Ils ne décrétèrent pas que la nation revenait à ses
"vomissements".
Le général de Gaulle n'a pas été désavoué,
le 5 décembre, comme Winston Churchill l'a été en 1945, mais la
preuve a été faite par les chiffres, ceux des résultats électoraux
et ceux des sondages, que sa clientèle se recrute désormais surtout
parmi les électeurs modérés, bien qu'il continue, en raison de sa
personnalité, à recueillir les voix d'électeurs qui se déclarent "à
gauche" ou "du centre". Mais de ceux qui se classaient eux-mêmes à
gauche et qui, au début de novembre, exprimaient l'intention de
voter pour lui, la moitié environ est passée aux candidats de
l'opposition au cours de la campagne électorale. Le phénomène plus
marqué encore s'est produit dans l'électorat qui se situait
lui-même au centre.
En 1940, Churchill était un chef national,
en 1945, un chef de parti. En 1965, le général de Gaulle tend à
n'être plus que le chef non d'un parti mais d'une fraction des
électeurs. Au reste, cette polarisation du gaullisme à la droite du
corps électoral (la droite étant définie simplement par les
déclarations ou les votes des personnes interrogées) existait
depuis longtemps, elle s'est brusquement accentuée à la faveur de
la campagne électorale, peut-être aussi à la faveur des
circonstances: les Français ont le sentiment que la crise est
surmontée.
Quels sont les thèmes ou les arguments de
l'opposition qui ont trouvé le plus d'écho dans l'opinion? Chacun
des commentateurs a répondu à cette question plus d'après ses
préférences qu'au terme d'une étude objective. Provisoirement, nous
ne disposons que de deux faits incontestables.
Le premier est le divorce entre les
générations. Tous les sondages en témoignent: c'est parmi les
hommes de plus de 65 ans que le général de Gaulle conserve le plus
de partisans, parmi ceux de moins de 30 ans qu'il en a le moins.
Les deux principaux candidats de l'opposition ensemble obtiennent
plus de la moitié des suffrages des "moins de 30 ans".
Pourquoi les écrivains, qu'ils aient 60 ou
80 ans, devraient-ils s'en étonner ou s'en indigner? Les hommes de
30 ans ne connaissent les événements de 1940 que par les livres. Ni
Maurras ni Bainville ne signifient grand-chose pour la majorité
d'entre eux. Ils ne sont pas moins patriotes que ceux dont la
formation politique remonte aux premières années du siècle, ils le
sont autrement. Peut-être sont-ils moins sensibles que le général
de Gaulle et ses compagnons d'âge à certains thèmes de la
philosophie politique traditionnelle.

◆ DONNÉES FOURNIES ◆
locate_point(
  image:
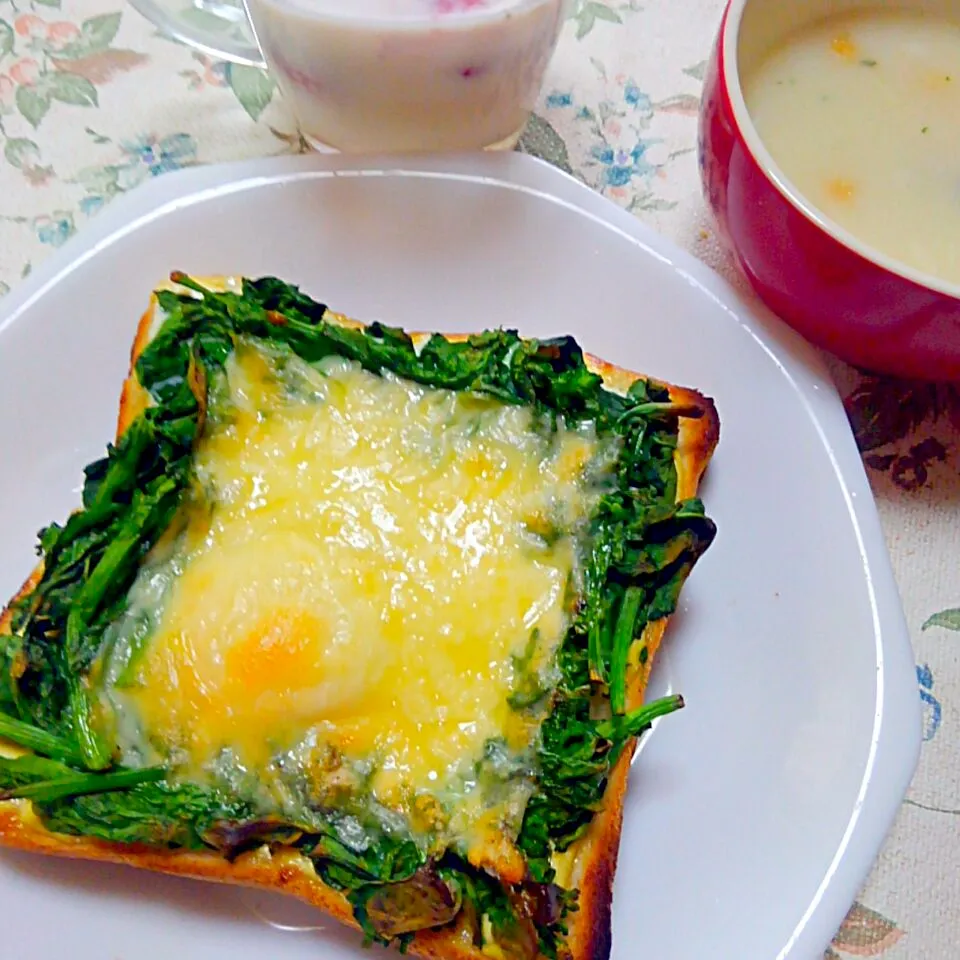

◆ DÉFI A ◆
Reprenez l'extrait sur l'élection de 1965 de « Quels sont les » à « a le moins. », en remplaçant « générations » par « classes sociales ».
◆ DÉFI B ◆
Répondez à ces questions d'après l'extrait sur l'élection de 1965 :
(i) Parmi quels électeurs la clientèle du général de Gaulle se recrute-t-elle désormais surtout ?
(ii) Quelle part des électeurs se classant à gauche qui, début novembre, comptaient voter pour lui est passée aux candidats de l'opposition ?
(iii) Parmi quels hommes le général de Gaulle conserve-t-il le plus de partisans ?
◆ DÉFI C ◆
Comment l'extrait sur l'élection de 1965 se poursuivrait-il après sa dernière phrase ? Rédigez-en la suite.

◆ RÉPONSE A ◆
Quels sont les thèmes ou les arguments de
l'opposition qui ont trouvé le plus d'écho dans l'opinion? Chacun
des commentateurs a répondu à cette question plus d'après ses
préférences qu'au terme d'une étude objective. Provisoirement, nous
ne disposons que de deux faits incontestables.
Le premier est le divorce entre les
classes sociales. Tous les sondages en témoignent: c'est parmi les
hommes de plus de 65 ans que le général de Gaulle conserve le plus
de partisans, parmi ceux de moins de 30 ans qu'il en a le moins.

◆ RÉPONSE B ◆
(i) Parmi les électeurs modérés.
(ii) La moitié environ.
(iii) Parmi les hommes de plus de 65 ans.

◆ RÉPONSE C ◆
Nous en venons ainsi au deuxième fait, lui
aussi incontestable. Tous les candidats, de la droite à la gauche,
de M. Tixier-Vignancour au général de Gaulle, se sont déclarés
"européens". Le mot ou l'idée d'Europe est populaire. Le général de
Gaulle et les gaullistes plus encore ont multiplié les déclarations
en faveur de "l'idée européenne" et laissé entendre que les
représentants français reprendraient leur place à Bruxelles après
des négociations prochaines. En bref, les trois principaux
candidats, M. Mitterrand en dépit du soutien que lui apportent les
communistes, aussi bien que le général de Gaulle et M. Lecanuet, se
sont présentés comme de "bons Européens". Toute la question est de
savoir si ou dans quelle mesure la campagne électorale a permis à
"l'électeur moyen" de saisir la différence entre les conceptions du
général de Gaulle et celles de M. Lecanuet.
Avant cette campagne, la plupart des
électeurs - et je me réfère une fois de plus aux résultats des
sondages - accordaient au général de Gaulle au même titre qu'à M.
Jean Monnet (s'ils connaissaient ce dernier) un brevet de "bon
Européen". Ils comprenaient mal les discussions auxquelles se
plaisaient les spécialistes de la politique sur les mérites
respectifs de "l'Europe supranationale" et de "l'Europe des
patries". Peut-être les comprenaient-ils, mais, en ce cas, ils se
refusaient à leur reconnaître une importance décisive. Un sondage
mené au lendemain du 19 décembre sur le problème européen serait
instructif. Les Français ont-ils pris conscience des oppositions
entre les diverses écoles qui emploient également le mot "Europe"
mais avec des intentions divergentes et avec une conviction
inégale?
Nul ne peut dire l'influence qu'ont exercée
les mots d'ordre européens de M. Lecanuet, pour la simple raison
que ce dernier a recruté ses électeurs parmi ceux qui se
déclaraient centristes, autrement dit qui étaient, à l'avance,
acquis à l'idée européenne. Pendant la campagne électorale, M.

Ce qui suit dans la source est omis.